■ **Required action A**:
Answer these questions from the Studio Threads update, one line each:
(i) On what date did Andrea Gibson die?
(ii) In what year was the writer selected for Hatched?
(iii) What are the dates and the street address of the Vancouver Arts Centre residency?
■ **Required action B**:
Summarize the Studio Threads update in two sentences.
■ **Required action C**:
Carry the Studio Threads update on from its final sentence.

■ **Text for analysis**:
....................
Studio Threads // Djilba
A bimonthly update
I’m a little late with my update this Djilba season. July has been quite a month, heavy with appointments, scans, and procedures. By last week, I was feeling so low, my days consumed by medical appointments, and on the rare days I had off, I ended up lying in bed, too exhausted to think. It’s not just my body under strain, it’s my sense of self, my art, my very being.
On 14 July, one of my favourite poets, Andrea Gibson, passed away. I’ve been letting my tears fall — sometimes lightly, sometimes in uncontrollable waves. People sometimes call it “ugly crying,” but I don’t believe tears are ever ugly. From Andrea’s words, I have learned how to live with an open heart while living with cancer, and how to let love outweigh fear.
Andrea Gibson was diagnosed with ovarian cancer the year after my first breast cancer diagnosis in 2020. I discovered them through the Style Like U What’s Underneath series on YouTube. Their video, How Cancer Transformed My Crushing Anxiety Into Boundless Bliss, is one I recommend to anyone and everyone. And while you’re there, watch some of their spoken word poems, if you haven’t heard them before be ready to feel it all. Perhaps begin here, When Death Came to Visit.
One of the honours of last month was speaking at the Perth Institute of Contemporary Arts alongside Jenn Garland, as part of the Hatched: Knowledge Sharing Sessions on Accessibility for Contemporary Artists. It’s been 21 years since I was selected for Hatched 2004, so it felt deeply meaningful to return and give back to a program that shaped my early career. Hatched was genuinely a springboard into the “grown-up” arts world for me.
The discussion was such an important one and it felt like 45 mins was much too short so I’ve decided to create a three-part Substack series on Inclusive Practices for Contemporary Artists and Arts Workers. Watch this space — I’m currently working on the first post and hope to share it soon. If you want me to cover anything specific please comment below.
As I mentioned in my last Studio Threads update, I’m still learning to embrace “crip time,” a term coined by Alison Kafer, who writes that crip time means: “rather than bend disabled bodies and minds to meet the clock, crip time bends the clock to meet disabled bodies and minds.” And with that spirit please expect my posts to come regularly irregular!
And here is what’s on this season…
Exhibitions and Events
Vancouver Arts Centre Artist Residency

When: 25 August - 21 September
Where: Vancouver Arts Centre, 85 Vancouver Street, Albany WA
I’m looking forward to getting down south for a residency with the City of Albany’s Vancouver Arts Centre. I’ll be there for a month, continuing the What The Birds Told Me project. It will be my second residency there, and it will be lovely to reconnect with this stunning coastal place. Let me know if you’re in Albany and would like to do a studio visit.
....................
■ **Data under study**:

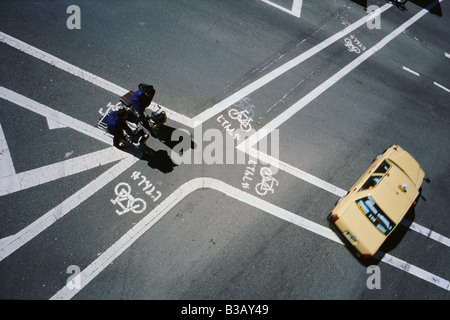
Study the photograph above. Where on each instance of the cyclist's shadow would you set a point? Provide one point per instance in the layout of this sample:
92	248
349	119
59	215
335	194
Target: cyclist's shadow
159	160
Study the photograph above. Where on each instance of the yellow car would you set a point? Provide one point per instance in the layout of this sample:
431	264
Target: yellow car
378	201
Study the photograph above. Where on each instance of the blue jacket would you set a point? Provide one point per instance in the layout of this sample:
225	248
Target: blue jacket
116	125
140	101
....................
■ **Written reply A**:
(i) 14 July
(ii) 2004
(iii) 25 August - 21 September, at 85 Vancouver Street, Albany WA

■ **Written reply B**:
After a July heavy with medical appointments and the death of poet Andrea Gibson on 14 July, the writer spoke with Jenn Garland at the Perth Institute of Contemporary Arts for Hatched, the program that selected the writer in 2004, and is now preparing a three-part Substack series on inclusive practices for contemporary artists and arts workers. Embracing crip time, the writer says posts will come irregularly and announces a month-long residency at the Vancouver Arts Centre in Albany from 25 August to 21 September to continue the What The Birds Told Me project.

■ **Written reply C**:
Artists: Laura Sikes, Sophie G. Nixon, Jade Lawless, Rose Fetwadjieff, Chris De Sira and Claire B. Bushby
When: 6 - 14 September, 10:00 am - 4:00 pm daily
Opening Night: Friday, 5 September, 6:30 - 8:00 pm
Where: Atwell House and Gallery, 586 Canning Hwy, Alfred Cove WA
Entry: Free
PLAYSPACE celebrates play as a vital component to both art and life. Play has a role in creative processes, emotional expression, and problem solving, which strengthens interpersonal connections, offers joy and healing, and builds trust.
This exhibition features artists at different stages in their careers. Each contribution explores a unique artistic investigation into play developed through solo and group session.
Exploring childhood games, curiosity and wonder, materiality, experimentation, investigating the unknown, and making as a process. PLAYSPACE highlights exploration, imagination, curiosity, and most of all, fun.
Recent Vibes
🎧 Listening // Audiobook The Comfort of Crows: A Backyard Year written and read by Margaret Renkle. A tender meditation on the small miracles that mark the turning of the year, and the quiet heartbreaks that come with watching them change. Renkl writes with a deep attentiveness that makes you want to linger longer in your own backyard, listening for what is vanishing and loving what remains. I’ve been listening to this most nights before I sleep and it’s also been inspiring me to write in my backyard more.
👀 Looking // Artwork The Tabletop Series by Fran Callen is both a record and a rhythm — drawings made in fleeting moments between cups of tea, children’s spills, and the passing of everyday objects across the kitchen table. Each work becomes a layered chronicle of domestic rituals, where motherhood and art-making fold into one another until they are inseparable.
Reflective Prompts
This is just a little invitation to use these questions in your personal journaling and share in the comments if you’re feeling it.
How do you carry the influence of those who have shaped your life or creative practice, even after they are gone?
Where in your everyday environment — your backyard, your neighbourhood, your kitchen table — do you find reminders of beauty or resilience?
What rhythms of the natural world mirror the pace or patterns of your own life right now?